**Dataset entries**

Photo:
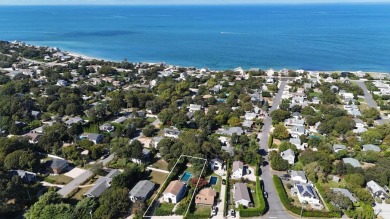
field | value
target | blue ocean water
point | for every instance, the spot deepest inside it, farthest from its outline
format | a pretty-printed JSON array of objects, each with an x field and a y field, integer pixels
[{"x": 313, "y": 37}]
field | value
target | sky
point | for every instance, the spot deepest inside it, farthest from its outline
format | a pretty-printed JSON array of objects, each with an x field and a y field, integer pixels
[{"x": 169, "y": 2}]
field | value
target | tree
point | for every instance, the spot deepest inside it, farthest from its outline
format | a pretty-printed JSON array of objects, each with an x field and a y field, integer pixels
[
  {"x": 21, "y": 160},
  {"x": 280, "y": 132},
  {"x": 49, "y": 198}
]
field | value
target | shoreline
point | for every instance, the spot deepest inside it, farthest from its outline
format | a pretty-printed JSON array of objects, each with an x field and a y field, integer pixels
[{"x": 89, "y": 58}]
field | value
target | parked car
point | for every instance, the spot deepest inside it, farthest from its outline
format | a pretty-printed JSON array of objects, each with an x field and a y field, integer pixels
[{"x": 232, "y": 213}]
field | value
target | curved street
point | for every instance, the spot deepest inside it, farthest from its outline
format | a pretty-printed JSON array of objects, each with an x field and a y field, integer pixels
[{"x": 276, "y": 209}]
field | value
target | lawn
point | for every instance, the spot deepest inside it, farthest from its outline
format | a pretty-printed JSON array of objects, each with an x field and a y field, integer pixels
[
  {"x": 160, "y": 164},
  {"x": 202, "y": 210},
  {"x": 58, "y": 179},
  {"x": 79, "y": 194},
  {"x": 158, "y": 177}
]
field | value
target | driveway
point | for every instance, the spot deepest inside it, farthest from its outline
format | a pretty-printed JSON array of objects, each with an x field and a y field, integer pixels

**Job**
Give all the entries again exactly, dropping each picture.

**Answer to this exercise**
Photo:
field | value
target | blue ocean water
point | for every instance, the spot deepest inside it, farthest from its outline
format | a pretty-printed JSON array of objects, each with an x field and a y field, integer pixels
[{"x": 313, "y": 37}]
field | value
target | sky
point | for every instance, the spot deepest inside it, farthest from its outline
format | a pretty-printed JSON array of objects, each with an x field and a y field, integer pixels
[{"x": 169, "y": 2}]
field | value
target | tree
point | for every instance, the spot deepest inside it, farthest from its outline
format | a pretty-printed JSON array of objects, each with an x field and a y field, integer pixels
[
  {"x": 21, "y": 160},
  {"x": 280, "y": 132},
  {"x": 49, "y": 198}
]
field | value
target | shoreline
point | for every instance, the spot deepest inside it, farthest from its outline
format | a pretty-printed JSON array of objects, each with an x field and a y field, integer pixels
[{"x": 89, "y": 58}]
field | value
target | parked car
point | for every instance, the spot deepest inside it, farthest from its outline
format | a pretty-printed JSON array of objects, each with an x field and a y field, integer pixels
[{"x": 232, "y": 213}]
field | value
target | curved street
point | for every instance, the spot deepest inside it, farthest from its outline
format | a pretty-printed JSON array of objects, each with an x field and a y field, integer pixels
[{"x": 276, "y": 209}]
field | value
target | lawn
point | for every instance, the spot deepest inside it, farthest from its outline
format | a pretty-printed JSON array of objects, each with an x field and a y field, integer pixels
[
  {"x": 160, "y": 164},
  {"x": 202, "y": 210},
  {"x": 58, "y": 179},
  {"x": 79, "y": 194},
  {"x": 158, "y": 177}
]
field | value
target | driveway
point | for every instance, the spot deepest inside it, farthest from its outline
format | a pretty-printed JSON array of objects, each with an x field and a y field, integer pixels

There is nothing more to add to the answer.